● **Extract provided**
>>>
Well, the Pope's visit to Israel in May provided the final proof, if proof were still required (which it wasn't) that something has urgently to be done about the sheer, utter, mind-numbing incompetence (one struggles for words) of those responsible for the PR of the present pontificate. In case you have blotted the incident out of your memory in self-protection, here it is again, in the words of the Times report, which also demonstrated vividly the consequences of blunders like this, when it comes to the opportunities they present for the secular press to produce a grossly distorted coverage of papal affairs:

"The Pope has said he never, never was a member of the Hitler Youth, which was a movement of fanatical volunteers,' Federico Lombardi, a Vatican spokesman, said -contradicting statements the Pope has himself made about his involvement with the group. The Vatican denial came as Benedict's trip sank deeper in controversy and recrimination, eclipsing the message of peace and reconciliation he has been pushing during his pilgrimage."

The relevant documentation was given in The National Catholic Reporter by John Allen (who despite the liberal complexion of the paper he writes for has been consistently fair-minded in his assessments of the present papacy): it is the 1997 book Salt of the Earth, based on an interview which the then Cardinal Joseph Ratzinger granted to the German journalist Peter Seewald:

Seewald: Were you in the Hitler Youth?
<<<
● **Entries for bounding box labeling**
>>>
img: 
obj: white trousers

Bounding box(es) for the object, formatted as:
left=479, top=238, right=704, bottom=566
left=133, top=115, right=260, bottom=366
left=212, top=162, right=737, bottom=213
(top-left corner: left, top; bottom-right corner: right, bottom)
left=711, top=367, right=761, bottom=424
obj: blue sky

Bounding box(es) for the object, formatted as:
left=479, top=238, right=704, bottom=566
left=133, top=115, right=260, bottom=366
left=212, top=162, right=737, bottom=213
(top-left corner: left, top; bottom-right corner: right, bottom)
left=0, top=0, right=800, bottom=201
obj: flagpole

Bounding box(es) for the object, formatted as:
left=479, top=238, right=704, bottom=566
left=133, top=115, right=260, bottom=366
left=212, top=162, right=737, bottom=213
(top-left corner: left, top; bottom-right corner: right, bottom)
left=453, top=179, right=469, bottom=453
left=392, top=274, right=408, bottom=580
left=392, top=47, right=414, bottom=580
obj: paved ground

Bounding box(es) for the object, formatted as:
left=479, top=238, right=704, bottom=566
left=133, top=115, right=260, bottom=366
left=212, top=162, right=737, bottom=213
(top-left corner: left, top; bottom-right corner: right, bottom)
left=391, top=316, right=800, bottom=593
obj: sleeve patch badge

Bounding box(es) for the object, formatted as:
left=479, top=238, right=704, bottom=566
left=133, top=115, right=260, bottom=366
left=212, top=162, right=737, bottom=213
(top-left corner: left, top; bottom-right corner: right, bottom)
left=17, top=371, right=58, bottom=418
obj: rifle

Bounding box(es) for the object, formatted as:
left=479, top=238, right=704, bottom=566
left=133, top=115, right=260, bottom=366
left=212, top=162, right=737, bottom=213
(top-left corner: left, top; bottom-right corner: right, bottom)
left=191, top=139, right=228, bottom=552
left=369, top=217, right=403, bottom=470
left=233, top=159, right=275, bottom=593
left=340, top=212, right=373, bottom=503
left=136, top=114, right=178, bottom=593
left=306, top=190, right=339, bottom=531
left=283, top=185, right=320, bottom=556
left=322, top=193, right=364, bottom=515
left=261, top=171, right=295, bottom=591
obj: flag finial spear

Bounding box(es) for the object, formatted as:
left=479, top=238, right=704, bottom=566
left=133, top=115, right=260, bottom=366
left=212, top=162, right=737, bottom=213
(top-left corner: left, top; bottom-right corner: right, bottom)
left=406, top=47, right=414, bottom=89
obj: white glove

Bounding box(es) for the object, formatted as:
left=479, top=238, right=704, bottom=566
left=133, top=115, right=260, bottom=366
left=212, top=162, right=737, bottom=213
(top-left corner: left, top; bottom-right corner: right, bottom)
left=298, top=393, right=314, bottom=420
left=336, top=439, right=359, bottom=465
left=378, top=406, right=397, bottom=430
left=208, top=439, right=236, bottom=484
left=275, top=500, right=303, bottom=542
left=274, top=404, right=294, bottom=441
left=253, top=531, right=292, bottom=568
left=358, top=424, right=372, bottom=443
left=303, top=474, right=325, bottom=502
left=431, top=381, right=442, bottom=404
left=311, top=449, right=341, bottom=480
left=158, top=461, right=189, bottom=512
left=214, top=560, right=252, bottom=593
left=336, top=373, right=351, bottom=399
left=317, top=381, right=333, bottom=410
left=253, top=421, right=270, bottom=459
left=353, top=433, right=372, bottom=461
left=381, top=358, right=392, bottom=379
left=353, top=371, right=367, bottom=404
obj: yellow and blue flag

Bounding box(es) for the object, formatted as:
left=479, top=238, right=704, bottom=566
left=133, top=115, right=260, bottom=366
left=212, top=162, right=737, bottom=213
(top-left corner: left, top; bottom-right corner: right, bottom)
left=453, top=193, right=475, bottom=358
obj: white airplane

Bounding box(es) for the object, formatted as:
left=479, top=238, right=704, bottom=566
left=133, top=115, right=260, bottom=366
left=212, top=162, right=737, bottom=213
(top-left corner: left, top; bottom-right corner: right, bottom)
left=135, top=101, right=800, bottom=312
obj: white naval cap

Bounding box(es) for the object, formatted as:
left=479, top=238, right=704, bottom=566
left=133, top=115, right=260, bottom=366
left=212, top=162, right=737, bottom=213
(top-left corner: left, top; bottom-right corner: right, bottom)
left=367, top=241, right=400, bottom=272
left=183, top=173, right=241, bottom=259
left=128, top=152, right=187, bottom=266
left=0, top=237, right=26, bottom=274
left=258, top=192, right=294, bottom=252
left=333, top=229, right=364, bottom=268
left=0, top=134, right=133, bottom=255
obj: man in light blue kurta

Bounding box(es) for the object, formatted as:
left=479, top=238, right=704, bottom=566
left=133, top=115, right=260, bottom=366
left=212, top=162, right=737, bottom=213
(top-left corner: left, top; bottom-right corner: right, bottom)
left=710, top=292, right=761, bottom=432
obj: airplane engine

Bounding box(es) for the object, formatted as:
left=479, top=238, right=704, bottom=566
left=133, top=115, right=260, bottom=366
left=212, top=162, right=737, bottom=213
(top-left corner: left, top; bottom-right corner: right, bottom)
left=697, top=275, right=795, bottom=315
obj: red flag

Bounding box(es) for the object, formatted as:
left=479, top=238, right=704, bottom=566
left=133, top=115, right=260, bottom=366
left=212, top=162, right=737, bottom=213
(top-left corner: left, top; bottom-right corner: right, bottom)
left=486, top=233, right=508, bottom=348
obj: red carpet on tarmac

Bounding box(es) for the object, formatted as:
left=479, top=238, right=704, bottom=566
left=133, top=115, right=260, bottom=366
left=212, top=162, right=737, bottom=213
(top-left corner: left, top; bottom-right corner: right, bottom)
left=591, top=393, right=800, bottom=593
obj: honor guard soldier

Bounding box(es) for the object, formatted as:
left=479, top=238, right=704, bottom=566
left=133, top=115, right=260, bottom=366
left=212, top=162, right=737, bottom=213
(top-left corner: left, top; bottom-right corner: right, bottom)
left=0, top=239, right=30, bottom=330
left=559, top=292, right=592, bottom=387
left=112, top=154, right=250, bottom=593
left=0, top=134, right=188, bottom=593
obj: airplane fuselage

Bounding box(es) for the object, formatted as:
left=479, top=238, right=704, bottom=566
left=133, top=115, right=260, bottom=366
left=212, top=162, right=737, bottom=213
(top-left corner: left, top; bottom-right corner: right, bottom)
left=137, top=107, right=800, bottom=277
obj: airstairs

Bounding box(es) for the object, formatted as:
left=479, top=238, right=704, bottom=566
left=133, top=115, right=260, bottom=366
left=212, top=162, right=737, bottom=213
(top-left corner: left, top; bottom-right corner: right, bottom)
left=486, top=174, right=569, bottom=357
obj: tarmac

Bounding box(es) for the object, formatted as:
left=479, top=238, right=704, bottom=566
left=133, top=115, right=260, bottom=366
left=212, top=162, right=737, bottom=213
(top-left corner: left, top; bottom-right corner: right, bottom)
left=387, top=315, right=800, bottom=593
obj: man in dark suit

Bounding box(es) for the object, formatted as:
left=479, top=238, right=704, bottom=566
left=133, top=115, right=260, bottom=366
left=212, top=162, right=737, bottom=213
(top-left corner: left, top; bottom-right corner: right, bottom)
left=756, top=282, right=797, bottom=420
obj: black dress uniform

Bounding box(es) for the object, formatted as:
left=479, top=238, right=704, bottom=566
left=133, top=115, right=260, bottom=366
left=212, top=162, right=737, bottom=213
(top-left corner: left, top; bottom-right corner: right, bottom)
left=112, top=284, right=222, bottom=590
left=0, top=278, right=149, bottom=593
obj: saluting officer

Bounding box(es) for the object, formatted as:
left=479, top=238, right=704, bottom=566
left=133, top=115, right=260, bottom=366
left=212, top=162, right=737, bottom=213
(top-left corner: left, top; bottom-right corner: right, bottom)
<<<
● **Set problem**
Continue the commentary on the Pope's visit to Israel from the point where it stops. These items were drawn from a separate source.

● **Response to this exercise**
Ratzinger: At first we weren't, but when the compulsory Hitler Youth was introduced in 1941, my brother was obliged to join. I was still too young, but later, as a seminarian, I was registered in the HY As soon as I was out of the seminary, I never went back. That was difficult, because the tuition reduction, which I really needed, was tied to proof of attendance at the HY. Thank goodness, there was a very

understanding mathematics teacher. He himself was a Nazi but an honest man, who said to me, "Just go once and get the document, so that we have it..." When he saw that I simply didn't want to, he said, "I understand, I'll take care of it," and so I was able to stay free of it.

"To be fair", commented John Allen, "Lombardi's point was doubtless that the young Ratzinger never wanted to be part of the Hitler Youth and never participated in it. His concern is probably that short-hand media formula such as 'former Hitler Youth member' can leave an inflammatory, and inaccurate, impression." Asked later in the day for clarification, Lombardi said he could confirm that what Cardinal Ratzinger said in 1997 was correct, that he was registered in the Hitler Youth and was therefore technically a member.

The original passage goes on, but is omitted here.